[Selected excerpt Boundary: Start]
Long after affirmance of Leathers v. Tupelo Coffee Company and Aetna Casualty & Surety Company, No. 51,898, and rendition of the mandate on July 18, 1980, and after the case sub judice had been unanimously decided on June 28, 1982, in favor of the petitioner/claimant for enrollment of the judgment, but before the opinion was handed down on July 28, 1982, unknown to this Court, additional proceedings had been held in regard thereto. On July 13, 1982, the record of those proceedings, styled Leathers v. Aetna Casualty & Surety Company, et al., No. 54,083, was filed with the Clerk of this Court. When the petition for rehearing in the cause sub judice was filed, the writer of the majority opinion on rehearing discovered the record in No. 54,083, and such majority opinion is decided and written largely upon that record.

The respondents/defendants in their briefs on the petition for rehearing state that this Court made an error of fact in finding that only four hundred thirty-five dollars ($435.00) had been paid in compensation benefits since October 7, 1976, after five (5) years and nine (9) months; whereas, their brief recites that twenty-five hundred sixteen dollars eighty cents ($2,516.80) had been paid. With deference, the record before this Court shows that only $435.00 was paid as indicated in the December 11, 1980, Commission order and in our opinion. The record in No. 54,083, referred to by the majority on the petition for rehearing, reflects that subsequent to the December 11, 1980, Commission order, the respondents/defendants filed an instrument designated “Petition for Rehearing on Order Dated December 11, 1980.” In that instrument, the employer/carrier stated:

(1) That since the rendition of the order of December 11, 1980, the employer and carrier have paid unto claimant temporary total benefits from January 24,1978, through July 24, 1978, at the rate of $91.00 per week plus a ten percent penalty as provided by Section 71-3-37, Missis*1347sippi Code of 1972, which total amounts was $2109.80 $2516.80 4

Reference is made to the above record only to indicate that, in deciding the Mise. No. 1317 originally, we decided the case on the proper record, while on petition for rehearing an entirely different record and case were used.
[Selected excerpt Boundary: End]
### Requirement
Continue the court opinion on the Leathers compensation case, picking up right after its final sentence.
[Provided data Boundary: Start]
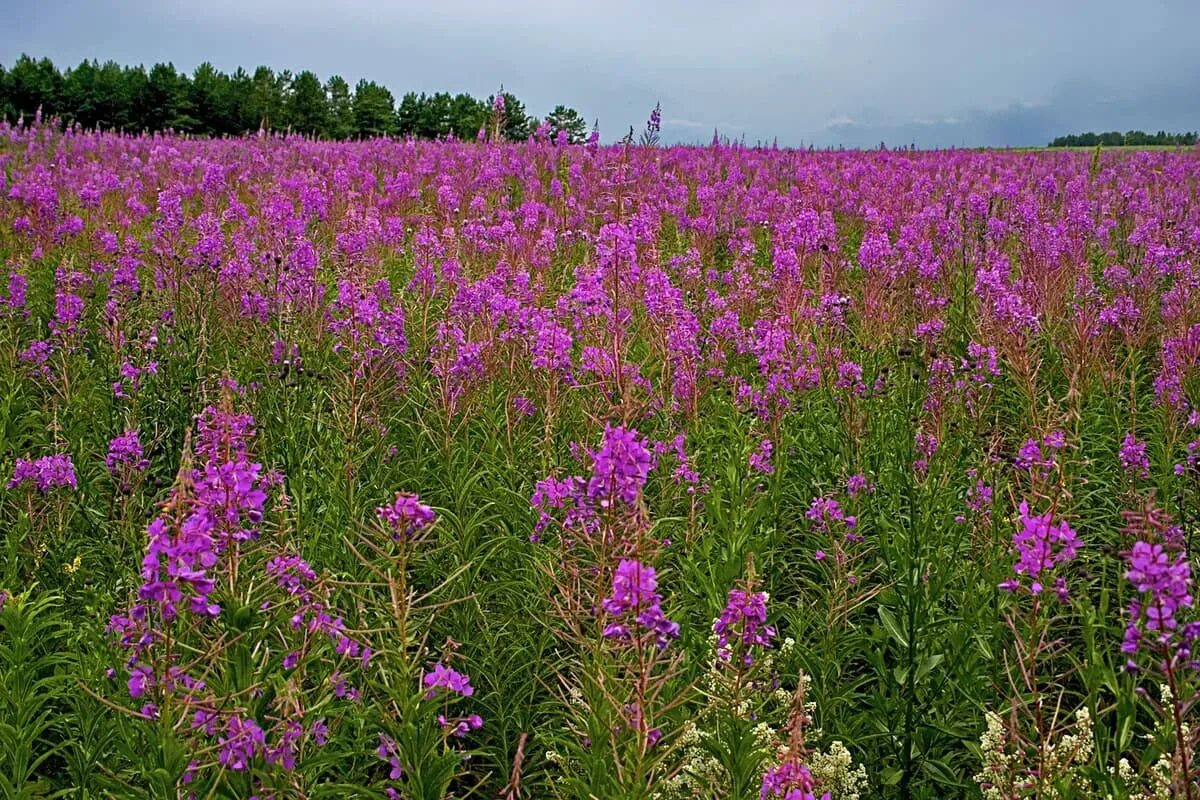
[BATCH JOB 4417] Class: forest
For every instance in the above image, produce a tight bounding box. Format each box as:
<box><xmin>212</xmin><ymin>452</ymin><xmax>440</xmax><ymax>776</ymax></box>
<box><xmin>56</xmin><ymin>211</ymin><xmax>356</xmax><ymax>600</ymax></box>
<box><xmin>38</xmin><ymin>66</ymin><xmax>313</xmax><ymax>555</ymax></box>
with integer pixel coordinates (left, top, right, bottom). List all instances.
<box><xmin>0</xmin><ymin>55</ymin><xmax>588</xmax><ymax>144</ymax></box>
[Provided data Boundary: End]
### Task output
In my view, the December 11,1980, Commission order covering the period to July 18, 1979, is final because of our judgment and is entitled to enrollment. This does not prohibit Tupelo Coffee Company and Aetna Casualty from questioning the accuracy of the computation of benefits, interest and penalties, by appropriate procedures, such as motion to vacate, modify or correct judgment.5

Orders for the issuance of mandamus writs from this Court are common. At times, they are necessary and required to enforce our judgments and for maintaining the orderly appellate judicial process.

Although the Workmen’s Compensation Commission, the Circuit Court of Lee County, and the Mississippi Supreme Court have adjudicated that claimant has been entitled to compensation benefits, under the law, since October 7, 1976, five (5) years nine (9) months have elapsed and he has not been paid those benefits, except for $435.00.6 This graphically points out an injustice in the workmen’s compensation law, which cries out for remedy.

PATTERSON, C.J., and BOWLING and DAN M. LEE, JJ., join in this dissent.

. Leathers v. Gardner, 413 So.2d 1390 (Miss.1982).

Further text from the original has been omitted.